- _Goal of the exercise_
Quote the lines below word for word, beginning with the line that contains "Could you please locate the tail" and continuing through the final line.

- _Given records_
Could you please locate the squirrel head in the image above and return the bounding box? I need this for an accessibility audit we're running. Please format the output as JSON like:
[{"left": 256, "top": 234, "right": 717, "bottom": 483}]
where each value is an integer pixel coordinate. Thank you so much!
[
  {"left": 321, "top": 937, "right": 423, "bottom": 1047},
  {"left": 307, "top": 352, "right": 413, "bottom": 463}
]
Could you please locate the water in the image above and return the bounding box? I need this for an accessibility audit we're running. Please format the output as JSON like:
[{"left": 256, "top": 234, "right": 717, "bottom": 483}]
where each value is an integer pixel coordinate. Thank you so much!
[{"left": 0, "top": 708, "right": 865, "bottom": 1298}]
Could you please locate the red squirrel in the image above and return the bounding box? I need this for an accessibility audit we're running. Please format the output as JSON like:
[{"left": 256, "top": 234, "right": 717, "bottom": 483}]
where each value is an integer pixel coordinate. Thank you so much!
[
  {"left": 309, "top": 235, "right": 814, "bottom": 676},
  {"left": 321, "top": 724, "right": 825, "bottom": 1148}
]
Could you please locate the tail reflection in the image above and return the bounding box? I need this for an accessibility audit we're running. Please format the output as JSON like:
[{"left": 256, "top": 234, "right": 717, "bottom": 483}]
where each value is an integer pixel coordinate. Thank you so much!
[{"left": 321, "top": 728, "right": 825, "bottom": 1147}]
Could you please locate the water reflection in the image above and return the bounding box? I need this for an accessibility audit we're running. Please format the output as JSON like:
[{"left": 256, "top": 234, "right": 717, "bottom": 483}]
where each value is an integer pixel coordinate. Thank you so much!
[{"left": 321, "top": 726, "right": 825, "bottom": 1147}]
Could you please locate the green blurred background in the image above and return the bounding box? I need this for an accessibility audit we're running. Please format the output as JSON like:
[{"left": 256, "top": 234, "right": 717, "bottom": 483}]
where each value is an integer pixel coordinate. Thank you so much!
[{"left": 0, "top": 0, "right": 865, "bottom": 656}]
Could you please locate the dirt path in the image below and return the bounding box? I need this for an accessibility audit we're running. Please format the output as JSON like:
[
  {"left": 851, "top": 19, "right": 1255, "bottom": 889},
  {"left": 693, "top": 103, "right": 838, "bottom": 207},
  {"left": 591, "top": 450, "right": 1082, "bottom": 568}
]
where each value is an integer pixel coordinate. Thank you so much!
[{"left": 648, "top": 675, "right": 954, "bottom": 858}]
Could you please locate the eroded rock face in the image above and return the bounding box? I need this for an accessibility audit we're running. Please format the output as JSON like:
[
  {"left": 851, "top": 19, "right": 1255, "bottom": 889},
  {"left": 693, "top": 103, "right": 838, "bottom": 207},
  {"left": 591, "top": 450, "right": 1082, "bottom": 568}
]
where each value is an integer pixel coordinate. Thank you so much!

- _Written answer_
Could you please locate the tail reflection in the image above and return the bounding box? I need this for an accessibility audit we're running. Please format the output as JSON like:
[{"left": 256, "top": 234, "right": 717, "bottom": 483}]
where each value is an integer pixel coordinate. Thank you so much!
[{"left": 321, "top": 728, "right": 825, "bottom": 1147}]
Could you please locate the water reflection in the image above and return the bounding box? I need this for an accessibility audit we're running. Please format the output as JSON like:
[{"left": 256, "top": 234, "right": 717, "bottom": 483}]
where each value is an integer pixel coordinate. Thank you so much!
[{"left": 321, "top": 726, "right": 825, "bottom": 1147}]
Could you please locate the green blurred background in the image above and return the bounding box? I need this for an accessibility audit we're running. Please format the output as JSON like:
[{"left": 256, "top": 234, "right": 717, "bottom": 483}]
where each value is an integer pixel coordinate. Thank you so much!
[{"left": 0, "top": 0, "right": 865, "bottom": 656}]
Could you please locate the dirt path in the image below and return the bounding box? I need this for an accessibility audit we're running. Please format the output as JSON like:
[
  {"left": 851, "top": 19, "right": 1255, "bottom": 889},
  {"left": 693, "top": 103, "right": 838, "bottom": 207},
  {"left": 591, "top": 450, "right": 1082, "bottom": 568}
]
where each value is an integer pixel coordinate. Thank you so much!
[{"left": 648, "top": 675, "right": 954, "bottom": 858}]
Could you please locate the eroded rock face in the image above and return the bounding box? I need this for an accessibility audit we're running. Please format the output as JSON like:
[
  {"left": 851, "top": 19, "right": 1255, "bottom": 889},
  {"left": 693, "top": 103, "right": 838, "bottom": 207},
  {"left": 591, "top": 450, "right": 1082, "bottom": 568}
]
where each value is an integer pixel coordinate. Thank you so much!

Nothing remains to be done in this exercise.